Lesetext:

---*---

Eine abgebrühte Sau

1991


Frankreich
 

2/ 2012

Südfrankreich wird von vielen Touristen sehr geschätzt. Aber nicht nur als Urlauber ist diese Region ein Hochgenuss. Auch der Gastjäger kommt hier voll auf seine Kosten.

Von Dr. Rolf Roosen

 

Frankreich
Nicht nur beim Gamsjagern, auch beim Sauriegler geht es hoch hinauf. Foto: C. Jeriere
Drei Schüsse fallen in rascher Folge. Kein gutes Zeichen. Denn sie gelten einem einzelnen Überläufer. Doch der Reihe nach: Um 8 Uhr treffen sich gut 20 Franzosen in einem alten säkularisierten Kloster bei Beaumont-en-Diois. Das mittelalterliche Dorf befindet sich im französischen Département Drôme, einer voralpinen Region, durch die die Rhône fließt. Heute soll es auf Sauen gehen. Das Revier hat eine Größe von etwa 3.500 Hektar. Bewirtschaftet wird es von 3 Gemeinden, die sich zu einer Jagdgenossenschaft zusammengeschlossen haben.
 
Die Wilddichte ist gering. Deshalb praktizieren die passionierten Franzosen eine spezielle Jagdmethode: Sie suchen mit Griffons Nivernais vor, einer Jagdhunderasse, die im frühen Mittelalter zur Wolfshatz gezüchtet wurde. 6 Rüdemänner fährten mit ihren Hunden Teile des Jagdgebietes ab. Um 10 Uhr finden sie sich – wie verabredet – wieder im Kloster ein und berichten der auf sie wartenden Corona von ihren Beobachtungen. Heute ist nur ein einzelner Überläufer mit einem geschätzten Wildbretgewicht von 80 Kilogramm anhand zweier Trittsiegel bestätigt worden.

---*---

Ausgelesene Daten:
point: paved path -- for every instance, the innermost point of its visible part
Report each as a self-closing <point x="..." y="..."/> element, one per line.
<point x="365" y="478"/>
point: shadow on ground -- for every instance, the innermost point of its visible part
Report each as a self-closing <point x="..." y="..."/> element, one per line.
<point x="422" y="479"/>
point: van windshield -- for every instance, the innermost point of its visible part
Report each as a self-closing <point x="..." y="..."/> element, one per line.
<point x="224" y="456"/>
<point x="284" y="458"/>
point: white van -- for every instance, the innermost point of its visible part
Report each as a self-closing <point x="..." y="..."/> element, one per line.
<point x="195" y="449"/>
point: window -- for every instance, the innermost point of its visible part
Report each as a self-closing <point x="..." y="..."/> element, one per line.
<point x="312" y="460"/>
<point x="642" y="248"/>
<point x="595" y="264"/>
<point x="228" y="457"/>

---*---

Aufgabenstellung:
1. Wiederhole den Lesetext wörtlich von „Südfrankreich wird von“ bis „auf seine Kosten.“.
2. Wie groß ist laut Lesetext das Revier bei Beaumont-en-Diois?
Die Daten braucht man hier nicht.

Lösungen:
1.
Südfrankreich wird von vielen Touristen sehr geschätzt. Aber nicht nur als Urlauber ist diese Region ein Hochgenuss. Auch der Gastjäger kommt hier voll auf seine Kosten.

2. Etwa 3.500 Hektar.